Records from a dataset ->
____

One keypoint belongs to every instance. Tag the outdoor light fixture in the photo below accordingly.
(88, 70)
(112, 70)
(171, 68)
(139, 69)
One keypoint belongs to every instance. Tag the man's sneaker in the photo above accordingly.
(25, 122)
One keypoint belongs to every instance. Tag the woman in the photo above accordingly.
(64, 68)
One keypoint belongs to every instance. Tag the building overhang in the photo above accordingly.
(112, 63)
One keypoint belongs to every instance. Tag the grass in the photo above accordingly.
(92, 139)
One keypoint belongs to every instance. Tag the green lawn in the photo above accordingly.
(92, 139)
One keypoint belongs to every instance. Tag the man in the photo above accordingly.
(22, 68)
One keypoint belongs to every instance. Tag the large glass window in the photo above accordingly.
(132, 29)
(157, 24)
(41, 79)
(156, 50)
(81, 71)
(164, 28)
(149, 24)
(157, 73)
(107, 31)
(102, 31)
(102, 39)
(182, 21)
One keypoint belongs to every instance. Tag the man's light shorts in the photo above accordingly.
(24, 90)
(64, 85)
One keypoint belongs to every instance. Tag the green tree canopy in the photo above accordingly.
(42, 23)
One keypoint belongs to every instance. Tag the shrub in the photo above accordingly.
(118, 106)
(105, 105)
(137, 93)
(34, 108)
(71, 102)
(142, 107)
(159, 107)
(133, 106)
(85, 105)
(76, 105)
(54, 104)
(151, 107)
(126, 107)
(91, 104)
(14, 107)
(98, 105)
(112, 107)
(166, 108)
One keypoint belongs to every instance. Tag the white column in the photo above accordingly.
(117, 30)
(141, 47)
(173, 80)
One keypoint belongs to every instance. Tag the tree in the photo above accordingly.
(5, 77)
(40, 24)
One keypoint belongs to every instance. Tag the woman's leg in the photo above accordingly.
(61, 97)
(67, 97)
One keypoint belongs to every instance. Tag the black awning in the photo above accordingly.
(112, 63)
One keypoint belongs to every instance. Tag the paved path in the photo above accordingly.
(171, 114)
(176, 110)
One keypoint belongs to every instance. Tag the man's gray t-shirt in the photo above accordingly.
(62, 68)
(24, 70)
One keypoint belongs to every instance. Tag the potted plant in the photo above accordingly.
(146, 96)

____

Task instructions ->
Rewrite the listing from the line with "One keypoint belongs to every instance. Tag the white" through the end of the listing, swapping "black awning" for "dark canopy" and changing nothing else.

Written solution ->
One keypoint belongs to every instance. Tag the white column in the photo above accordingly.
(117, 30)
(141, 47)
(173, 80)
One keypoint belongs to every instance. Tag the tree in the photo above accordingly.
(5, 77)
(40, 24)
One keypoint belongs to every instance. Tag the woman's leg in the photo above accordingly.
(61, 97)
(67, 97)
One keypoint belongs to every instance. Tag the dark canopy in the photo above accordingly.
(112, 63)
One keypoint belongs to every instance. Tag the paved path in the photo above accordingly.
(171, 114)
(176, 110)
One keypoint belongs to every instance. Tag the man's gray t-shirt in the photo above accordingly.
(62, 68)
(24, 70)
One keypoint belongs to every instance. Tag the potted plant in the photo above accordingly.
(146, 96)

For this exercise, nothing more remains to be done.